++++ Data for processing ++++

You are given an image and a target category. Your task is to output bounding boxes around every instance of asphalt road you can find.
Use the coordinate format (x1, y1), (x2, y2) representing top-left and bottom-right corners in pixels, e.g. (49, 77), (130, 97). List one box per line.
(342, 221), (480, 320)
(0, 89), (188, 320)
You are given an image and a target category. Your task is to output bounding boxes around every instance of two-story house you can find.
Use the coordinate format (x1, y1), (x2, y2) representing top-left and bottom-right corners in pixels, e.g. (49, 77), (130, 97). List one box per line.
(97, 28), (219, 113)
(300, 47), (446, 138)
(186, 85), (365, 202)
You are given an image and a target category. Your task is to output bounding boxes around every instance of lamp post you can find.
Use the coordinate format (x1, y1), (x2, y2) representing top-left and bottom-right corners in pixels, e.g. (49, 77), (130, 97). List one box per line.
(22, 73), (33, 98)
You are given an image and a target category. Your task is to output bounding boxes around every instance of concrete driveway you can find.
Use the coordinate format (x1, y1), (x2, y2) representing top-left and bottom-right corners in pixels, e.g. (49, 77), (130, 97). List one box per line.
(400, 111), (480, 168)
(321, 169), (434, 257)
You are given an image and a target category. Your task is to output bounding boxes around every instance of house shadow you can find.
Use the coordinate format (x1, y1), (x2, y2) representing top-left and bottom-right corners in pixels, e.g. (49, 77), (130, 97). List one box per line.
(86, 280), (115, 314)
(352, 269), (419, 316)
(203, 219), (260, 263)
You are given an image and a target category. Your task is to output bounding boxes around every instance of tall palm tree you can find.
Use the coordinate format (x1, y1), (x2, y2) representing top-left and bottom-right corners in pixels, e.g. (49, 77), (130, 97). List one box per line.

++++

Reproduce every item above word for word, line by line.

You are given an image and a target category. Your task is to output bounding boxes around every instance of asphalt road you can find.
Use the coordinate format (x1, y1), (x2, y2) representing top-left and bottom-right corners in pixels, e.g. (49, 77), (130, 97). List one box per line.
(342, 221), (480, 320)
(0, 89), (188, 320)
You are given an image and a target category. Your task is to output bounding boxes around every instance of two-story house you can find.
Use the coordinate format (x1, y1), (x2, y2) representing top-left and bottom-right corners in pixels, e.g. (49, 77), (130, 97). List one box per line.
(97, 28), (219, 113)
(300, 47), (446, 138)
(186, 85), (365, 202)
You are given an image and a target category. Your task is to output bounding boxes around every instance of lamp post you can find.
Use the coordinate format (x1, y1), (x2, y2) representing top-left and bottom-right corners in pixels, e.g. (49, 77), (130, 97). List one box per line.
(22, 73), (33, 98)
You are given an image and a target category. Your task is to output bounding boxes around every instance of concrete driveway you can find.
Use the coordinate format (x1, y1), (x2, y2) representing top-left and bottom-right corners in pixels, e.g. (49, 77), (130, 97). List one box per line.
(400, 111), (480, 168)
(321, 169), (434, 257)
You are given an image and a target category. Your task is to output bounding boxes around every instance of house shadow you can find.
Use the coordinate format (x1, y1), (x2, y2) representing top-left and bottom-right corners in pixels, e.g. (49, 77), (130, 97). List one box per line.
(86, 280), (115, 314)
(352, 269), (419, 316)
(203, 219), (260, 263)
You are given an image and a target category. Your task is to output bounding boxes around every instance of tall palm tree you can find.
Use the coordinate format (x1, y1), (x2, y2) representing top-left and bottom-right corners in pixels, e.g. (49, 77), (130, 97). List one box per line.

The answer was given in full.